** Opening SOURCE PASSAGE block **
A number of stories about what sparked the brawl are around, from Arsenal players being annoyed at the leather purses their opponents gave them as gifts to the scaps of food the north Londoners are said to have been given compared to the banquet Lazio enjoyed.

However, talkSPORT is going with Frank McLintock’s account, which saw Ray Kennedy, who recently died after a battle with Parkinsons Disease, at the heart of it all.

The former captain begun by labelling the event a ‘ridiculous obligation’. McLintock said: “The fact that there’d been so much argy-bargy in the game meant that the atmosphere in the restaurant was positively hateful.

“Peter Storey was still seething from Lazio’s rough-house approach and he was chuntering away: ‘We’ll f***ing get them back, we’ll f***ing do them,” noting the temperature in the Italian capital added to the edginess.

Arsenal’s team of the 70s were a tight bunch and won the league and cup double
Arsenal’s team of the 70s were a tight bunch and won the league and cup double
Getty

“Eventually Ray Kennedy and Sammy Nelson went outside to grab some fresh air and they encountered Lazio’s centre-half. I’ve said it before that Ray was very stoical when it came to punishment on the pitch. He took kicks and never rose to provocation.

“Off-field he would have fought his granny, so when words were exchanged between him and the big Roman and his opponent attempted to knee him in the ball, Ray twatted him.

“Consequently, a huge brawl erupted, involving not only Ray and the Lazio player but also some Lazio supporters outside the restaurant who quickly piled in to help their centre half.”

McLintock even said manager Bertie Mee got involved until the police broke it up.

Battered, bloodied and there was Kennedy – likened to Rocky Marciano by Liverpool legend Bill Shankly – at the heart of it with the black eye to go with it. Lazio, meanwhile, were beaten 2-0 in the return leg.

It clearly had a lasting effect on the players because by the end of the season Arsenal were league and cup double winners, with Kennedy scoring at White Hart Lane to clinch the title in front of sobbing Tottenham fans.
** Closing SOURCE PASSAGE block **
▶ **WHAT TO DO**:
From the passage on the Arsenal–Lazio brawl, pull out the words starting with "It clearly had" and going on through "sobbing Tottenham fans.". The listing that comes next has nothing to do with this passage.
** Opening AVAILABLE DATA block **
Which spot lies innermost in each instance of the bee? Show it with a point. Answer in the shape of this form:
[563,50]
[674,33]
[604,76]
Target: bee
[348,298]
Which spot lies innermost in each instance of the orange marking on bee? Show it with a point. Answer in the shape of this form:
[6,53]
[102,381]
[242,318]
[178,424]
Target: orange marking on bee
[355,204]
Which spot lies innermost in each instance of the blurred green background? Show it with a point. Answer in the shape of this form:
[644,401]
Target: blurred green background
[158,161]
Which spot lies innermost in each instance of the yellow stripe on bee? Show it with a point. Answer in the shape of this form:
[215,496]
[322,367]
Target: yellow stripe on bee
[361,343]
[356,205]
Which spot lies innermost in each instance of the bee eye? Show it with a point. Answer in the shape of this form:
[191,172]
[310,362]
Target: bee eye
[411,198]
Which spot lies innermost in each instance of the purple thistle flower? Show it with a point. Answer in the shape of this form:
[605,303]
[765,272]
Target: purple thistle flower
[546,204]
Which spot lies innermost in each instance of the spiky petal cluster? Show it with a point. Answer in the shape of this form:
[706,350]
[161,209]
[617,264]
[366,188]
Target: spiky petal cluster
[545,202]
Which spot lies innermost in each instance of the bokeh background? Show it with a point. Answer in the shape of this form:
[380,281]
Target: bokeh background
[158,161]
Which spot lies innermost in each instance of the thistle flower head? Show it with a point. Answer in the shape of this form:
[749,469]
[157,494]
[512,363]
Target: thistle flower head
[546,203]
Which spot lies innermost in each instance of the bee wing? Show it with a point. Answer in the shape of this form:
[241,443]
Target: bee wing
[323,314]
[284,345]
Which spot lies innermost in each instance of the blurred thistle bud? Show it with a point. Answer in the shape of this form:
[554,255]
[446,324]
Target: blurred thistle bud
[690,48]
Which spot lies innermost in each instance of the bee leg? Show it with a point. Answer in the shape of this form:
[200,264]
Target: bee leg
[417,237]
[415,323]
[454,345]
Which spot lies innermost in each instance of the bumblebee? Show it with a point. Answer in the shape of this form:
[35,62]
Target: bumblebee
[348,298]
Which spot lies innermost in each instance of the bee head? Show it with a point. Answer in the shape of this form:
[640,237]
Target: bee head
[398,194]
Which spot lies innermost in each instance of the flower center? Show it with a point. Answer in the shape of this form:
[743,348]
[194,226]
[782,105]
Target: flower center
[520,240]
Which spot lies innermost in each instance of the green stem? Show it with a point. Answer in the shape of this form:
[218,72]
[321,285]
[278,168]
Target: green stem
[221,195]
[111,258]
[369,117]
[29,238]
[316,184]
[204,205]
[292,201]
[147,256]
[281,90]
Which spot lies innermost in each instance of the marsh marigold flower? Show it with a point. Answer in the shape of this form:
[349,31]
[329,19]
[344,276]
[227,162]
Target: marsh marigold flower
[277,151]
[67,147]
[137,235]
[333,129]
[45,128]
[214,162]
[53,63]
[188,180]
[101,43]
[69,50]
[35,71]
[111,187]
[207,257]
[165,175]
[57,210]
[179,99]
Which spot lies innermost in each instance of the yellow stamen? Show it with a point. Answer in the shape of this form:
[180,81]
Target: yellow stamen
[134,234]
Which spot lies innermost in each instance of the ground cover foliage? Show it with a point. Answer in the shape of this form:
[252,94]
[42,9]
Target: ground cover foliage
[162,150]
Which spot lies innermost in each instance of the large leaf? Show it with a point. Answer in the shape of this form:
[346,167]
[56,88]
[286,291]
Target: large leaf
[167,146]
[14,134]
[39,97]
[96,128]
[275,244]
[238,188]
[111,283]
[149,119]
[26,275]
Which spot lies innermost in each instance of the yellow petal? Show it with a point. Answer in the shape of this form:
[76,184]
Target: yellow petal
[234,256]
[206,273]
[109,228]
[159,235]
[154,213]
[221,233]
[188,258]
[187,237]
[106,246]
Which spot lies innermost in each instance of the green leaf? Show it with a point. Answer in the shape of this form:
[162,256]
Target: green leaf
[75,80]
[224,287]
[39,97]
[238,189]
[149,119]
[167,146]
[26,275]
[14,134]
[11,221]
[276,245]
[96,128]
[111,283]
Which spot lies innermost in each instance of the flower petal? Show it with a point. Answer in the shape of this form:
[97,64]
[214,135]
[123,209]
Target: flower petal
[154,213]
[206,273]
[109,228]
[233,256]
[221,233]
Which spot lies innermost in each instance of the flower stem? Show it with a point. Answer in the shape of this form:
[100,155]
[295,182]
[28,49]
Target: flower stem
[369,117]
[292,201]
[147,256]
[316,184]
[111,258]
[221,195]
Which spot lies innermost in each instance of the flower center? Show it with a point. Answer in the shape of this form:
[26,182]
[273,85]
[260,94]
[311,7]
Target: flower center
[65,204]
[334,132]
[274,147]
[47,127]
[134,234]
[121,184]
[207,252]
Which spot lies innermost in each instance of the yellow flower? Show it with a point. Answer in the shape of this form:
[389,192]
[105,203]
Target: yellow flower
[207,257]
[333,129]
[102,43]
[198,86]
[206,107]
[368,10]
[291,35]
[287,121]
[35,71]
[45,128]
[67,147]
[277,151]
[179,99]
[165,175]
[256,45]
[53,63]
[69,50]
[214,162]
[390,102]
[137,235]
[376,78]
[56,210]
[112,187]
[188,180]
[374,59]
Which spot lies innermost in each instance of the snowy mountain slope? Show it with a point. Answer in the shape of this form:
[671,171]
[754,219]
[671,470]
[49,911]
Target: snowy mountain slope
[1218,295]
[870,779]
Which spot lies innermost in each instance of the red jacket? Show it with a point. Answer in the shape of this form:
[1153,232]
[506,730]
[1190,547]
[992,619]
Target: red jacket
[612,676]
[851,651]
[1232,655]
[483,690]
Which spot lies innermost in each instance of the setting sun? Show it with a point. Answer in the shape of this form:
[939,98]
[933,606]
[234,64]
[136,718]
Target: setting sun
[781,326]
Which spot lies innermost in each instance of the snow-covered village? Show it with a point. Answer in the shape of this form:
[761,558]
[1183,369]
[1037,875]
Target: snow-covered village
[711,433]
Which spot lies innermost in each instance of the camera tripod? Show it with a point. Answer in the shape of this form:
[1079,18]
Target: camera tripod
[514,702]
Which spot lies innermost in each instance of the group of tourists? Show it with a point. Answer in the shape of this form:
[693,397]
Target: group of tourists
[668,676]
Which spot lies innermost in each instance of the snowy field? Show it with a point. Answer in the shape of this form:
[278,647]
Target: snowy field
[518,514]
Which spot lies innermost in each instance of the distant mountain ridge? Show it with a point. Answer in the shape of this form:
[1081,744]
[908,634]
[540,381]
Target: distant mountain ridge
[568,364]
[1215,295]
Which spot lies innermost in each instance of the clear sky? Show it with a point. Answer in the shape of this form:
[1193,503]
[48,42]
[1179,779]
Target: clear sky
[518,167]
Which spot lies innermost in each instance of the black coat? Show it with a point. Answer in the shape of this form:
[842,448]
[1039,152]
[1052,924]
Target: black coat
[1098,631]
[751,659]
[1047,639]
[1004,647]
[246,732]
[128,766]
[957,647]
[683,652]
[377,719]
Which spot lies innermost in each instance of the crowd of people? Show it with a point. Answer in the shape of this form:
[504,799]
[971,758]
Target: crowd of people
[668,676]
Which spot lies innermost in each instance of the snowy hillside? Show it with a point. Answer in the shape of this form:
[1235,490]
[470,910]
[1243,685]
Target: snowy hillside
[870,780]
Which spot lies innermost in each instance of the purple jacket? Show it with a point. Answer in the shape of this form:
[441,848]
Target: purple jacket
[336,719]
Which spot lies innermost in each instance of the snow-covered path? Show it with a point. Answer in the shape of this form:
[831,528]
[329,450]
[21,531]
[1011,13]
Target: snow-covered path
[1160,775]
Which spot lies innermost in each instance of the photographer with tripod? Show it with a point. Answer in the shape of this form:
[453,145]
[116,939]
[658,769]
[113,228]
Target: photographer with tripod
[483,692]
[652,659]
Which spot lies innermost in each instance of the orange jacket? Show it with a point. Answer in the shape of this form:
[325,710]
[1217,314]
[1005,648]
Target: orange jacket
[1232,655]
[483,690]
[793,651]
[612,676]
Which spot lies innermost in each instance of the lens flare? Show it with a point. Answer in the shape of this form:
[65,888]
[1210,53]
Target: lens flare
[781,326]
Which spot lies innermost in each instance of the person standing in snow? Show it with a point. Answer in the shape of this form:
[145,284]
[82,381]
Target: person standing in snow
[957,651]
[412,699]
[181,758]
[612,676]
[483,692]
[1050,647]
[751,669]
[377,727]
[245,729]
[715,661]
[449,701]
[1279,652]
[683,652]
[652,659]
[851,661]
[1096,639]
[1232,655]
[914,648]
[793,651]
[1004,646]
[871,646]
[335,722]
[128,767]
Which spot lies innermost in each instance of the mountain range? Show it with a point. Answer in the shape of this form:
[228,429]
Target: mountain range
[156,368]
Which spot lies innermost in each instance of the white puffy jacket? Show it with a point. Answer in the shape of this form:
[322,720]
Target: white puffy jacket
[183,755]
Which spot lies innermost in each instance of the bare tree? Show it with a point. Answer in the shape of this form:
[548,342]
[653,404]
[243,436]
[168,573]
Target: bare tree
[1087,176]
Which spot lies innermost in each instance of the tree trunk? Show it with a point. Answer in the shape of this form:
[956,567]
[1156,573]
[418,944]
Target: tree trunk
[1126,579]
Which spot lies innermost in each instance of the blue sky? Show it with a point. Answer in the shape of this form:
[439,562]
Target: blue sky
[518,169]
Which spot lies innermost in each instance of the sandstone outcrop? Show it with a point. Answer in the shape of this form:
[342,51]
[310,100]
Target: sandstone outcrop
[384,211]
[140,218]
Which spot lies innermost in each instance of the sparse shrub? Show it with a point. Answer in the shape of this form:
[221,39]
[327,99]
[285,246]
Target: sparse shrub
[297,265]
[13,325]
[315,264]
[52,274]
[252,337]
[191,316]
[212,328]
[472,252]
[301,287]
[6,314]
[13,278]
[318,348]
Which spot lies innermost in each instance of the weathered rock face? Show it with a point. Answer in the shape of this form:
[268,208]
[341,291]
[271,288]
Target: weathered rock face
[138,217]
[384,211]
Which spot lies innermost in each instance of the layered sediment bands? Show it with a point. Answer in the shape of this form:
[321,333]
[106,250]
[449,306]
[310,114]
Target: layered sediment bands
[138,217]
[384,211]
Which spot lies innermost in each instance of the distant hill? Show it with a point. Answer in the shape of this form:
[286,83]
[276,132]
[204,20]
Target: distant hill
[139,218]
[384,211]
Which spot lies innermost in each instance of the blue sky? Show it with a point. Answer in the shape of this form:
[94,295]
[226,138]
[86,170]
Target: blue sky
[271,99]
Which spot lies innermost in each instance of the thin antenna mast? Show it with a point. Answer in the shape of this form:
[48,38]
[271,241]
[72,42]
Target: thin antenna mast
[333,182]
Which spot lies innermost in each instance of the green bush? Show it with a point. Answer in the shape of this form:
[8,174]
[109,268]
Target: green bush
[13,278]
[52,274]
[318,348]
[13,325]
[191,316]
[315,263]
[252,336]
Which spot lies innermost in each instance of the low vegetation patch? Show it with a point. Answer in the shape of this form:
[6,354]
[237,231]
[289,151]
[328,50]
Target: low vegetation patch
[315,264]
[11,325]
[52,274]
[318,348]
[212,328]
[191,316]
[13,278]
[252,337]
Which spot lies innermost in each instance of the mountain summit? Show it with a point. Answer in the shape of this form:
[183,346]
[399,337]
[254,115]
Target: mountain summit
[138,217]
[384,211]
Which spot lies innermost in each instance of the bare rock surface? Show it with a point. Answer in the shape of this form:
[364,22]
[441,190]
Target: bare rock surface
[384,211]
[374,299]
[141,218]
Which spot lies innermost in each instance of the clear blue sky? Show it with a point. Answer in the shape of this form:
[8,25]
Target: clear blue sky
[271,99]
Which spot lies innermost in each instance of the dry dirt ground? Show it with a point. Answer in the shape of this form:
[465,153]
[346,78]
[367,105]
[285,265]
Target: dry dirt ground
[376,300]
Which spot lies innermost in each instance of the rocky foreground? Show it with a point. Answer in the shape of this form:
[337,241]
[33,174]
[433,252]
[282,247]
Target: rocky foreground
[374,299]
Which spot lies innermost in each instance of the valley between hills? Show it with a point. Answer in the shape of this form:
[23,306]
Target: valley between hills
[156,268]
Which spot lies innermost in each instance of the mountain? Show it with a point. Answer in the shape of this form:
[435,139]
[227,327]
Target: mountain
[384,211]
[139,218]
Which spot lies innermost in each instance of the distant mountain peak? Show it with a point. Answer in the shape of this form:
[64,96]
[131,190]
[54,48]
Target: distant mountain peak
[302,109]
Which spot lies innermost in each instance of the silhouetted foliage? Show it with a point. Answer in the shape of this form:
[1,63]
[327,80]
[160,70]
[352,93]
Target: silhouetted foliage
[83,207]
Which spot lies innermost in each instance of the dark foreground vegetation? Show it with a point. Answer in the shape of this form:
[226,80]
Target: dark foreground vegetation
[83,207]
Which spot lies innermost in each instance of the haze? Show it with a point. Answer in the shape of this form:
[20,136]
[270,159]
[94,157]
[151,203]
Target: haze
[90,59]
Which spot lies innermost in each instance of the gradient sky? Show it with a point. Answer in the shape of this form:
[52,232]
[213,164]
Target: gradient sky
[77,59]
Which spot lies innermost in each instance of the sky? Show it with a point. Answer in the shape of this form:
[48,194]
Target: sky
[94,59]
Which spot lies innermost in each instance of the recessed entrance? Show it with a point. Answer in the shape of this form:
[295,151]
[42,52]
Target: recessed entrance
** Closing AVAILABLE DATA block **
▶ **ANSWER TO THIS TASK**:
It clearly had a lasting effect on the players because by the end of the season Arsenal were league and cup double winners, with Kennedy scoring at White Hart Lane to clinch the title in front of sobbing Tottenham fans.